Consignes:
A) Expliquez en une à trois phrases, d'après l'article sur l'arrestation de Fahad K., pourquoi le jeune homme s'est rendu lundi à l'Office des migrations de Zurich.
B) Réécrivez les entrées à partir de leur début et jusqu'à la ligne contenant « 0,344,430,480 », celle-ci comprise, en remplaçant « Point out » par « Locate » sans rien modifier d'autre. N'incluez pas les images dans votre réponse.

Extrait du texte:
┄┄┄┄┄┄┄┄┄┄

Fahad K. est incarcéré depuis lundi à Zurich. L’arrestation surprise du requérant d’asile irakien alors qu’il se rendait à l’Office cantonal des migrations a provoqué la stupeur de ses défenseurs. Fahad K. a en effet été interpellé avant même que son avocate ne soit mise au courant de la décision négative du Tribunal administratif fédéral (TAF).

Une chose est sûre: dans trois jours, peut-être plus, le jeune homme, que le cinéaste lausannois Fernand Melgar a filmé dans son documentaire La Forteresse, devrait être renvoyé en Suède. De là, il serait exposé à l’expulsion vers Bagdad où il risque la mort.

❚ Fahad K. est-il tombé dans un guet-apens? C’est l’accusation lancée par Fernand Melgar. «Lundi, Fahad, à la demande de l’Office fédéral des migrations (ODM), s’est rendu confiant à l’Office des migrations de Zurich pour s’y inscrire, car il avait été attribué à ce canton. C’était un piège. Il y a été immédiatement arrêté.» Elise Shubs, mandataire juridique de l’Irakien, dénonce: «La décision du TAF ne m’est parvenue que lundi après-midi, au moment même de l’arrestation, alors que l’arrêt était daté du 19 mars. C’est incompréhensible!»

«Il ne s’agit pas d’un piège, mais d’un hasard», corrige-t-on à l’ODM. La police zurichoise aurait-elle été prévenue avant même la mandataire de l’Irakien? «Absolument pas. La mandataire a bien été la première informée lundi, puis l’ODM et enfin l’Office des migrations du canton de Zurich», assure Magnus Hoffmann, porte-parole du TAF. La police aurait été avertie par l’Office cantonal des migrations.

┄┄┄┄┄┄┄┄┄┄

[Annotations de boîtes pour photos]
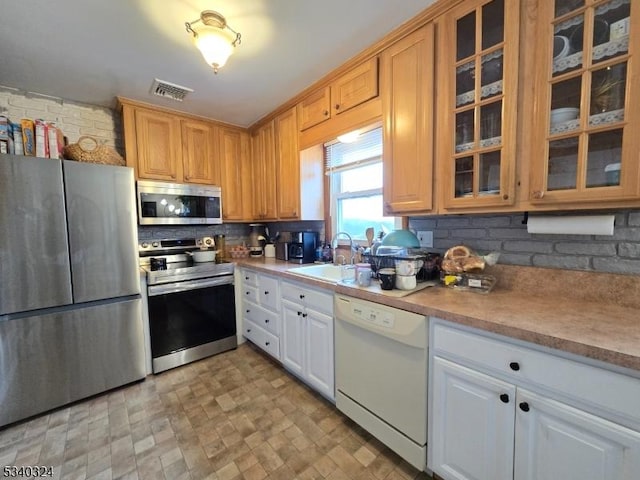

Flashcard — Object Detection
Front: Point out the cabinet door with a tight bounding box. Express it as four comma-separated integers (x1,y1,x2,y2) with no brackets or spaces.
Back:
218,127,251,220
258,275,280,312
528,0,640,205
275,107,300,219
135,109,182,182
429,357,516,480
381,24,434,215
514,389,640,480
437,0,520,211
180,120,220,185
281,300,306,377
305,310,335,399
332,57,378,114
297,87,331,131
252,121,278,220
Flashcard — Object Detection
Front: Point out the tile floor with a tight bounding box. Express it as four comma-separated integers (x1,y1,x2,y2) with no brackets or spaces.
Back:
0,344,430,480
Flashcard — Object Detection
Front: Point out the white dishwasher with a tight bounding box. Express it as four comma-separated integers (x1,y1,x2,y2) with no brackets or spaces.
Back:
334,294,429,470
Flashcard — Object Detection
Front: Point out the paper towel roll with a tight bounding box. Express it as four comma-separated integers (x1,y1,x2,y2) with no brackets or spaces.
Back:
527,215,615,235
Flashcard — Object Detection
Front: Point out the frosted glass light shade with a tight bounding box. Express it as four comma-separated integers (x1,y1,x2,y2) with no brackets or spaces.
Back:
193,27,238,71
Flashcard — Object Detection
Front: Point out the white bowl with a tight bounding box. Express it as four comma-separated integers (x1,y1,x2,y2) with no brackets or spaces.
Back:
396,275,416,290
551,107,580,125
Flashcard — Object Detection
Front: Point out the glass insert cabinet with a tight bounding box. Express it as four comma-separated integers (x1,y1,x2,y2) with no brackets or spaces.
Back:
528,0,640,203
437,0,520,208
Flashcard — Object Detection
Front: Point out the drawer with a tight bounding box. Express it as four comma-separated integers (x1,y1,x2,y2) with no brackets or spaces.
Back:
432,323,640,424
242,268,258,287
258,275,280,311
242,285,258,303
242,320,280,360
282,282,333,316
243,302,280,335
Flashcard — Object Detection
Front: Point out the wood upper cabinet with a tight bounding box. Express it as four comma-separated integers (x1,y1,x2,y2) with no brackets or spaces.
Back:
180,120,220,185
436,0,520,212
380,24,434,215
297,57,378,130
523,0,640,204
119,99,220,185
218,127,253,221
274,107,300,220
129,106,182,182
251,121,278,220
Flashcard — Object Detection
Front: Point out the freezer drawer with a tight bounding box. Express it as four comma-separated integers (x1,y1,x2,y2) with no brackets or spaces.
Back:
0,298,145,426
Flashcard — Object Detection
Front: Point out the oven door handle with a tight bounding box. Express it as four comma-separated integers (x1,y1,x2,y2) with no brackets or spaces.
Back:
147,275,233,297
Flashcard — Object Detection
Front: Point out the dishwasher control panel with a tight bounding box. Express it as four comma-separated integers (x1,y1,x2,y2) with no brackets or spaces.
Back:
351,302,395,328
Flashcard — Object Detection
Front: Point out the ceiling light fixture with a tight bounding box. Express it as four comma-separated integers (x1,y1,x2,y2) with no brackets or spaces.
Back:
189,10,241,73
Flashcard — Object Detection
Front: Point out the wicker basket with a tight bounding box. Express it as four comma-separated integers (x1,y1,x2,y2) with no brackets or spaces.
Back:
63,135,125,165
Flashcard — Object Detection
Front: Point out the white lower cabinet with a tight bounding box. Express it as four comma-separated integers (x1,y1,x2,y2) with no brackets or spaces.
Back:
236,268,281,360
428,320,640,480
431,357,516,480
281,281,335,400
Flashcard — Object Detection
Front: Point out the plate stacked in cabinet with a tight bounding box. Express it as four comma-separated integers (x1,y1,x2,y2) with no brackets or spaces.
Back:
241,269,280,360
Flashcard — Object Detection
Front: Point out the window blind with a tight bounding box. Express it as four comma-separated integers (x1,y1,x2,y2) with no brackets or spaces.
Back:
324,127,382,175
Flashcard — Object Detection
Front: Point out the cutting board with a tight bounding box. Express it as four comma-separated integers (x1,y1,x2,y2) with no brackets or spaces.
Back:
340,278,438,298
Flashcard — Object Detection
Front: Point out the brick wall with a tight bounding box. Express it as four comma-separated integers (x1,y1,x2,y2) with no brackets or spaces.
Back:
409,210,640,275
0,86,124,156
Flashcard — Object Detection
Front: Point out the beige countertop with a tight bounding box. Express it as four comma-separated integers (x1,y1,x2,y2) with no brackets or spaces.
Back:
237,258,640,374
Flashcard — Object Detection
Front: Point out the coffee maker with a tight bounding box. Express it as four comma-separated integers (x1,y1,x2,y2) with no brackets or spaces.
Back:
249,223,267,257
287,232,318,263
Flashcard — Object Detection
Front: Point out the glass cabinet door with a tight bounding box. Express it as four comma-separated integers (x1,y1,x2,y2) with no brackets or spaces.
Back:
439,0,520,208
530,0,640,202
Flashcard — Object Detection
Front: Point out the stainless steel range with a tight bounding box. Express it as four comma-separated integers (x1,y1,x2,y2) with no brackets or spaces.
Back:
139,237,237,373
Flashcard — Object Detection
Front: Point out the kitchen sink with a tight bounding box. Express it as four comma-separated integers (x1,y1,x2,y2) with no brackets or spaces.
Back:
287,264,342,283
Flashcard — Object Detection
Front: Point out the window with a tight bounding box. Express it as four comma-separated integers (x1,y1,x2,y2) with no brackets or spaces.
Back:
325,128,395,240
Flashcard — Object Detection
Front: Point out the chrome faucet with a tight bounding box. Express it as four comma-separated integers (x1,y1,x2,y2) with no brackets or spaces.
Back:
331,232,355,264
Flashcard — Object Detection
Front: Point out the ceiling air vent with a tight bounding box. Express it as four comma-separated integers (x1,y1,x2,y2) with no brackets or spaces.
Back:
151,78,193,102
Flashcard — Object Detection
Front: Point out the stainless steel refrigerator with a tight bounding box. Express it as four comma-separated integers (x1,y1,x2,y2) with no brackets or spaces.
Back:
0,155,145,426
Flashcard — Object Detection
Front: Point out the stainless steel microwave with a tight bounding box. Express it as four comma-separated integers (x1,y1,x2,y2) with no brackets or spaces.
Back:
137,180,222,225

┄┄┄┄┄┄┄┄┄┄

Corrigés:
A) Selon Fernand Melgar, Fahad K. s'y est rendu à la demande de l'Office fédéral des migrations (ODM) pour s'y inscrire, parce qu'il avait été attribué au canton de Zurich.

B)
Flashcard — Object Detection
Front: Locate the cabinet door with a tight bounding box. Express it as four comma-separated integers (x1,y1,x2,y2) with no brackets or spaces.
Back:
218,127,251,220
258,275,280,312
528,0,640,205
275,107,300,219
135,109,182,182
429,357,516,480
381,24,434,215
514,389,640,480
437,0,520,211
180,120,220,185
281,300,306,377
305,310,335,399
332,57,378,114
297,87,331,131
252,121,278,220
Flashcard — Object Detection
Front: Locate the tile floor with a tight bounding box. Express it as four comma-separated integers (x1,y1,x2,y2) with no brackets or spaces.
Back:
0,344,430,480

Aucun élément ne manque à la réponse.